- **INSTRUCTIONS FOR THE TASK**
Check each line of the data below for the word "snowmobile", then extract the ones that have it.

[EXERCISE DATA Boundary: Start]

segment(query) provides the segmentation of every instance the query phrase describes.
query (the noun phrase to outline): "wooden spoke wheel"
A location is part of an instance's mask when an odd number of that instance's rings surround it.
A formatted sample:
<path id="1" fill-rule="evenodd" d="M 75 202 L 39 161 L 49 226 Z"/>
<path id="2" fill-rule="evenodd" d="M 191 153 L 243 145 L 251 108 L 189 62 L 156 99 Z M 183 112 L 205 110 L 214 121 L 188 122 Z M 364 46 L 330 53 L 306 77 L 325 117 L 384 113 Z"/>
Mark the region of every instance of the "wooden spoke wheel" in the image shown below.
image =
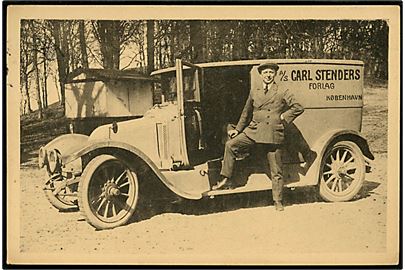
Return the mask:
<path id="1" fill-rule="evenodd" d="M 79 208 L 97 229 L 129 221 L 138 200 L 138 179 L 123 162 L 101 155 L 89 162 L 79 184 Z"/>
<path id="2" fill-rule="evenodd" d="M 77 208 L 77 183 L 67 185 L 66 179 L 59 174 L 50 177 L 46 172 L 45 177 L 49 180 L 45 183 L 44 192 L 53 207 L 60 211 Z"/>
<path id="3" fill-rule="evenodd" d="M 366 165 L 363 153 L 353 142 L 340 141 L 323 156 L 320 195 L 326 201 L 352 199 L 363 185 Z"/>

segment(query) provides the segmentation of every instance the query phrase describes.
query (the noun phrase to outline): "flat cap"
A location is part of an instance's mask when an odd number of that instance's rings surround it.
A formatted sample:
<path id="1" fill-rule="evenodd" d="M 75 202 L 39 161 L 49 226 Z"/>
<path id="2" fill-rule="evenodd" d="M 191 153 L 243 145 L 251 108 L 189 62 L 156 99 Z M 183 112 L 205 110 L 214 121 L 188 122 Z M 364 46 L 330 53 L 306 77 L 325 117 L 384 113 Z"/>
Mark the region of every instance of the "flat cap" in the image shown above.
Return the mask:
<path id="1" fill-rule="evenodd" d="M 259 71 L 259 73 L 262 73 L 263 69 L 266 69 L 266 68 L 270 68 L 272 70 L 277 71 L 279 67 L 275 63 L 263 63 L 257 68 L 257 71 Z"/>

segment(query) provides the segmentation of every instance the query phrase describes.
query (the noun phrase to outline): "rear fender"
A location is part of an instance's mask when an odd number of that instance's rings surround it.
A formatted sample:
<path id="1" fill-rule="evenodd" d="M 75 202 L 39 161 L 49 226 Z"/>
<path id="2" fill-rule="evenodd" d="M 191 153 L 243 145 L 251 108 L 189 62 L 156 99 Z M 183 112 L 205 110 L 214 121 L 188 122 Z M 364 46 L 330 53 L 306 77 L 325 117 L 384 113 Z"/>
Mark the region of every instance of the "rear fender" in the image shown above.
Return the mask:
<path id="1" fill-rule="evenodd" d="M 366 164 L 369 165 L 370 160 L 374 160 L 374 155 L 370 150 L 367 140 L 360 134 L 360 132 L 341 129 L 331 130 L 322 135 L 312 147 L 312 150 L 317 153 L 317 157 L 307 172 L 308 179 L 310 179 L 310 182 L 308 183 L 309 185 L 318 184 L 322 157 L 327 148 L 338 141 L 352 141 L 357 144 L 365 156 Z"/>
<path id="2" fill-rule="evenodd" d="M 148 169 L 150 169 L 160 180 L 160 182 L 162 182 L 169 190 L 180 197 L 193 200 L 200 199 L 202 197 L 200 194 L 190 194 L 184 190 L 180 190 L 161 173 L 153 161 L 150 160 L 141 150 L 123 142 L 110 140 L 91 141 L 75 153 L 62 157 L 62 163 L 68 166 L 70 163 L 77 162 L 78 159 L 82 159 L 83 167 L 85 167 L 86 163 L 90 161 L 91 158 L 100 154 L 110 154 L 120 158 L 130 168 L 134 168 L 138 166 L 139 163 L 143 163 L 141 165 L 146 165 Z"/>

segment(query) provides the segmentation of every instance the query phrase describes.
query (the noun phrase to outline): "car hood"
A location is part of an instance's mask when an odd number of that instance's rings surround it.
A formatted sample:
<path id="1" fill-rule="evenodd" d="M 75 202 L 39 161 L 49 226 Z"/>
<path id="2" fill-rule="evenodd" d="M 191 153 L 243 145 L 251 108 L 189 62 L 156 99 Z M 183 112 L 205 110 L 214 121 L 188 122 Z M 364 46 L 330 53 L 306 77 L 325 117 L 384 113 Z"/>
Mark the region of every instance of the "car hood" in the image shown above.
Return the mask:
<path id="1" fill-rule="evenodd" d="M 117 123 L 114 133 L 112 124 L 100 126 L 89 137 L 89 142 L 112 140 L 129 144 L 144 152 L 152 160 L 159 160 L 157 146 L 157 124 L 169 123 L 178 115 L 175 104 L 154 106 L 144 117 Z"/>

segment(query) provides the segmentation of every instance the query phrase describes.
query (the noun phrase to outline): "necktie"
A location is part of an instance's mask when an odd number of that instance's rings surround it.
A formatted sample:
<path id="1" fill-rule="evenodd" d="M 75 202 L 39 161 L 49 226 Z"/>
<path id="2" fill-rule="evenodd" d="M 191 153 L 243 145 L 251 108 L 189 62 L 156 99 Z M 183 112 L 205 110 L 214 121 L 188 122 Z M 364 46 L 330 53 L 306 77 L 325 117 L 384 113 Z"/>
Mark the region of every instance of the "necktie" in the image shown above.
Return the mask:
<path id="1" fill-rule="evenodd" d="M 268 91 L 269 91 L 269 85 L 266 84 L 266 86 L 264 87 L 264 94 L 267 94 Z"/>

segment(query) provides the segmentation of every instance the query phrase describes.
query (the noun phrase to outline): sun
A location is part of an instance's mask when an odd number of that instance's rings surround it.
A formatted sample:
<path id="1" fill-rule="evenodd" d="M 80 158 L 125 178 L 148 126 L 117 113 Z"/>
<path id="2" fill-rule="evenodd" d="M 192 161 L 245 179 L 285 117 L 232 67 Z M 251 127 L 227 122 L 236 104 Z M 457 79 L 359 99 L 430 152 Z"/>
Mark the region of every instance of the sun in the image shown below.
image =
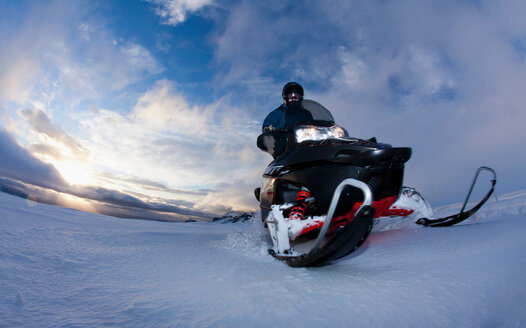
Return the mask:
<path id="1" fill-rule="evenodd" d="M 62 177 L 73 185 L 90 185 L 94 182 L 94 175 L 80 162 L 65 161 L 55 162 L 53 165 L 57 168 Z"/>

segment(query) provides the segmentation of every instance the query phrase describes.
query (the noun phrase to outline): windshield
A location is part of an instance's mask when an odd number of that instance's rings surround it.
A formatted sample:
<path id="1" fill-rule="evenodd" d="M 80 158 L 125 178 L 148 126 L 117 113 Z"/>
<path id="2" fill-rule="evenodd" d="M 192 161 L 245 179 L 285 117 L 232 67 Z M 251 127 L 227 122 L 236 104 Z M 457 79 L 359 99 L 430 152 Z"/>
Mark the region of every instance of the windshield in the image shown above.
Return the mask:
<path id="1" fill-rule="evenodd" d="M 305 139 L 305 136 L 308 135 L 308 140 L 320 140 L 320 131 L 313 128 L 313 126 L 329 128 L 329 130 L 321 132 L 325 138 L 334 137 L 334 133 L 338 129 L 342 130 L 338 134 L 339 137 L 342 137 L 342 134 L 343 136 L 348 136 L 345 129 L 332 127 L 335 124 L 334 117 L 332 117 L 332 114 L 327 108 L 309 99 L 304 99 L 302 105 L 305 110 L 310 112 L 312 119 L 309 119 L 308 122 L 296 125 L 298 128 L 302 127 L 301 132 L 299 132 L 301 134 L 300 138 Z M 313 133 L 315 134 L 315 138 L 312 135 Z M 264 130 L 264 132 L 258 137 L 257 145 L 261 150 L 268 152 L 272 157 L 276 158 L 287 151 L 291 151 L 297 146 L 297 134 L 298 129 Z"/>
<path id="2" fill-rule="evenodd" d="M 310 99 L 304 99 L 302 104 L 303 108 L 312 114 L 314 121 L 322 121 L 334 124 L 334 117 L 332 117 L 331 112 L 329 112 L 329 110 L 323 107 L 321 104 Z"/>

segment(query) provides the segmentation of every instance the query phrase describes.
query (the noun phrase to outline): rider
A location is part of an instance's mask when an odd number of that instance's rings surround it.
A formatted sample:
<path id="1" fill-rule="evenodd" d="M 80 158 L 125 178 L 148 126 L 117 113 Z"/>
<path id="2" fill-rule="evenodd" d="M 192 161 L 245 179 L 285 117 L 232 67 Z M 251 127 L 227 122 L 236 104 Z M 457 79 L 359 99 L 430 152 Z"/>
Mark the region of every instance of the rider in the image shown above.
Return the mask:
<path id="1" fill-rule="evenodd" d="M 303 108 L 303 87 L 297 82 L 285 84 L 281 92 L 283 104 L 270 112 L 263 121 L 263 132 L 272 130 L 283 130 L 291 128 L 300 123 L 308 123 L 313 120 L 311 112 Z M 289 213 L 289 220 L 301 220 L 307 208 L 306 200 L 310 193 L 302 188 L 296 197 L 296 203 Z"/>
<path id="2" fill-rule="evenodd" d="M 263 132 L 293 127 L 312 121 L 312 114 L 303 108 L 303 87 L 297 82 L 285 84 L 281 92 L 283 104 L 270 112 L 263 121 Z"/>

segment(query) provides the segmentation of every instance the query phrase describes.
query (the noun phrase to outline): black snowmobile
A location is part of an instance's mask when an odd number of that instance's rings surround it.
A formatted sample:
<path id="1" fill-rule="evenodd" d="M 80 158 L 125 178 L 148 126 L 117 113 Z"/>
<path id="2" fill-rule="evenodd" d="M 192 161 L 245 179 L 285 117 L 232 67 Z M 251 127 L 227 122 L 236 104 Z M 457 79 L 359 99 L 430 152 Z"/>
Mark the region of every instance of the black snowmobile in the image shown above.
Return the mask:
<path id="1" fill-rule="evenodd" d="M 257 140 L 274 157 L 255 190 L 273 243 L 269 253 L 293 267 L 321 266 L 356 250 L 373 218 L 391 215 L 411 157 L 411 148 L 349 137 L 315 101 L 305 99 L 303 107 L 313 117 L 308 124 Z"/>
<path id="2" fill-rule="evenodd" d="M 319 103 L 303 100 L 303 107 L 312 114 L 309 125 L 258 137 L 258 147 L 275 159 L 256 198 L 271 254 L 291 266 L 318 266 L 367 238 L 373 218 L 400 193 L 411 149 L 350 138 Z M 308 197 L 299 197 L 301 191 Z M 298 207 L 302 219 L 286 219 Z"/>

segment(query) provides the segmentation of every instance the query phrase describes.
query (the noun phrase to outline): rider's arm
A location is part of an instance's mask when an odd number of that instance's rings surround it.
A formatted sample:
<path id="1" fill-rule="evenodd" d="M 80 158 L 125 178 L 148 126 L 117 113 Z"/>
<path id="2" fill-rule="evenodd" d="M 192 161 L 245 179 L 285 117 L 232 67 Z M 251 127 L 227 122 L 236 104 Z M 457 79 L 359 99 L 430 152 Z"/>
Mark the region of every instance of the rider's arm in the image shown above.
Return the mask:
<path id="1" fill-rule="evenodd" d="M 267 115 L 267 117 L 263 121 L 262 130 L 263 132 L 265 132 L 265 131 L 283 129 L 284 127 L 285 127 L 285 113 L 281 107 L 278 107 Z"/>

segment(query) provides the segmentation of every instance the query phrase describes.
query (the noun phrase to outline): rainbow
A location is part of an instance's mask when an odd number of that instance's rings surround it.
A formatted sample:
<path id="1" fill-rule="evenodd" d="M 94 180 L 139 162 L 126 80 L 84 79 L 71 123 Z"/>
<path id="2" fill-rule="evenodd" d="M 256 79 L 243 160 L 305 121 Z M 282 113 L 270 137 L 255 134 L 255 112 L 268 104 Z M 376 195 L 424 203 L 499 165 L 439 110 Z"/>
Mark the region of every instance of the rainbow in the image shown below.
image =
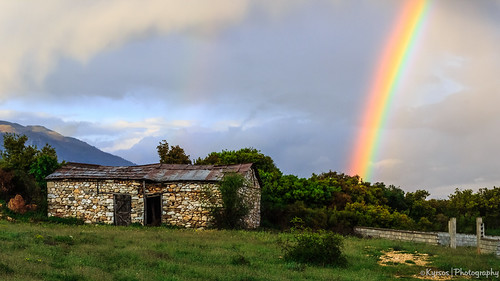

[EXERCISE DATA Boundary: End]

- **RESPONSE AREA**
query (the noun phrase to outline): black snowmobile
Mark the region of every instance of the black snowmobile in the image shown above.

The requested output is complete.